▶ _SHORT EXERCISE_
Show every line of the rows below that contains the word "wheel".

[Image annotation data]
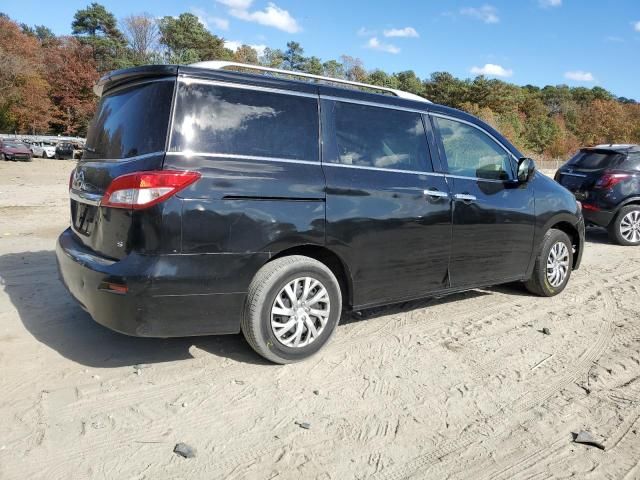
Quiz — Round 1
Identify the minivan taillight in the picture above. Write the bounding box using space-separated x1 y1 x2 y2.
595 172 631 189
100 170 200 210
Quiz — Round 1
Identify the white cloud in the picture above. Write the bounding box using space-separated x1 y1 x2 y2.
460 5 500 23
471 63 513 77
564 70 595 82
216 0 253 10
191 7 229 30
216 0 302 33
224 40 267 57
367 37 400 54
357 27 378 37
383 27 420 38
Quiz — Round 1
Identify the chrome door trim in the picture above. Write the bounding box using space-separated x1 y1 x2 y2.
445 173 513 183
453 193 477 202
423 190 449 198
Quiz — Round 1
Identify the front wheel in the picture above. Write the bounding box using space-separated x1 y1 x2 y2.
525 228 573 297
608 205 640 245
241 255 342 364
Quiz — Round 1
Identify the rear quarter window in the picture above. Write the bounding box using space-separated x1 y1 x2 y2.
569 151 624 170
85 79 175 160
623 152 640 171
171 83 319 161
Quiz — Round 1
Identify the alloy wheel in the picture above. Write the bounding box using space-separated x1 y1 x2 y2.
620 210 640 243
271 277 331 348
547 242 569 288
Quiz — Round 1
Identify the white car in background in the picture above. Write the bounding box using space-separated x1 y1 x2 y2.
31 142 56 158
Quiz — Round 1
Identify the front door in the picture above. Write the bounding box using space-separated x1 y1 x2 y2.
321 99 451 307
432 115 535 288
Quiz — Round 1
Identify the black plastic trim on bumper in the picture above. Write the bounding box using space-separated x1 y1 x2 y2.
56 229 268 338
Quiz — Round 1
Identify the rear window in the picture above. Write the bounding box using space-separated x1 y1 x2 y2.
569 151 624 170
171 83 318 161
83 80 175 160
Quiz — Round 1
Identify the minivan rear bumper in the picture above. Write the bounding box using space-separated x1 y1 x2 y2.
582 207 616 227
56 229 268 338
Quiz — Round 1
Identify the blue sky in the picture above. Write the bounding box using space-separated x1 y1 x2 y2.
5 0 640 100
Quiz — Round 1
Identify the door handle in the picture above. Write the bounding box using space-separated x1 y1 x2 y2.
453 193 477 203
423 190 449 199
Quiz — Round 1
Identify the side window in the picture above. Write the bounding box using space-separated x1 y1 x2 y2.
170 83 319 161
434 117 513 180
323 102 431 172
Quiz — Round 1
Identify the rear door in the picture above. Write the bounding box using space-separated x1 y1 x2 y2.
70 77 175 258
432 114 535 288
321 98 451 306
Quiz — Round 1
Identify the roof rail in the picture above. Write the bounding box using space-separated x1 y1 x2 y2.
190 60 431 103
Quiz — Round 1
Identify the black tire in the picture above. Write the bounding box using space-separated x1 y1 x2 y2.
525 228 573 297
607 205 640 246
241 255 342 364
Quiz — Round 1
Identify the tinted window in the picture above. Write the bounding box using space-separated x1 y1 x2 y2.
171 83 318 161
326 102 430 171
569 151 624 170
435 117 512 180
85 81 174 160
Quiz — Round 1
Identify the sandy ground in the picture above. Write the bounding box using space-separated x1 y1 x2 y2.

...

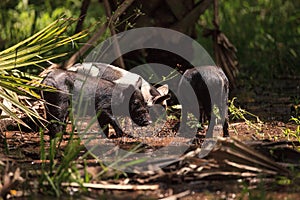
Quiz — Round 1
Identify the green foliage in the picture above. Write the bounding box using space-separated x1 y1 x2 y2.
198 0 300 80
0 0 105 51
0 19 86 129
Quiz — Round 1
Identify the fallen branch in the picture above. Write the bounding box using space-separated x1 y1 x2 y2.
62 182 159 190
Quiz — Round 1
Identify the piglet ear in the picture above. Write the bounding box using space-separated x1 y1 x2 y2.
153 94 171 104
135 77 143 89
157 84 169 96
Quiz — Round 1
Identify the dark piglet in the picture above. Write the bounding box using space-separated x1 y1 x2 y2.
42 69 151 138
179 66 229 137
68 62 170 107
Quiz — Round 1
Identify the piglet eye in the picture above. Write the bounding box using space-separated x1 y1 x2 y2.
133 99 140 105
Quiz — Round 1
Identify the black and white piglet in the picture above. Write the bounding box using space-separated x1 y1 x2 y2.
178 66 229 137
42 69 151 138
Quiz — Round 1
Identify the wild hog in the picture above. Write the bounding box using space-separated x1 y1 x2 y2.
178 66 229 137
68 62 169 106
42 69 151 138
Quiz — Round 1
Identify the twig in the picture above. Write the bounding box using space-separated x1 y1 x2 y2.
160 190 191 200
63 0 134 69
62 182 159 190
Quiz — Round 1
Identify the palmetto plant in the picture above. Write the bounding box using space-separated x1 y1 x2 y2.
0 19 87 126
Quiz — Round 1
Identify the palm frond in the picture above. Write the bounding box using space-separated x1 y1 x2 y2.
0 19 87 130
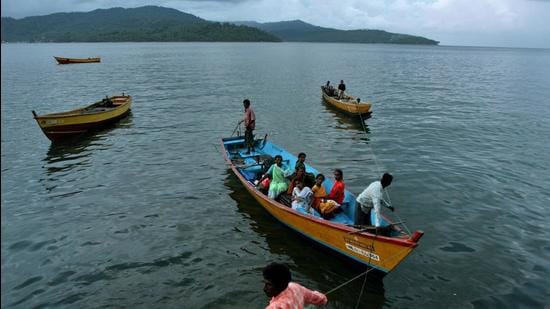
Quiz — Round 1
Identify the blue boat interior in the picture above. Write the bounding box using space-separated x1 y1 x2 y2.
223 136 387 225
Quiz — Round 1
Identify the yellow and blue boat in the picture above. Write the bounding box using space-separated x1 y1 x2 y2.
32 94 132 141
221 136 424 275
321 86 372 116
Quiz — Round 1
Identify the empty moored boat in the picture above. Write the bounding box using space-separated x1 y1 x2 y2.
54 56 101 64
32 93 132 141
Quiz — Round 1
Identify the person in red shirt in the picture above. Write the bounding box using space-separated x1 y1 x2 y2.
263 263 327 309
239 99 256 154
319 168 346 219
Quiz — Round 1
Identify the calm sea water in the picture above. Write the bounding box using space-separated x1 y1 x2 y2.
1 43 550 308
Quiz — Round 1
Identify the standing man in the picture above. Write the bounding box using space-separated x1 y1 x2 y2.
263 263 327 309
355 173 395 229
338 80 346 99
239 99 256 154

▶ _ANSWER TO THE PROBLEM_
Identify the front wheel in the picture above. Write the bounding box using space-separated x1 y1 x2 y2.
Identify the alloy wheel in the picture above. Write the bounding box using space-separated x1 y1 x2 y2.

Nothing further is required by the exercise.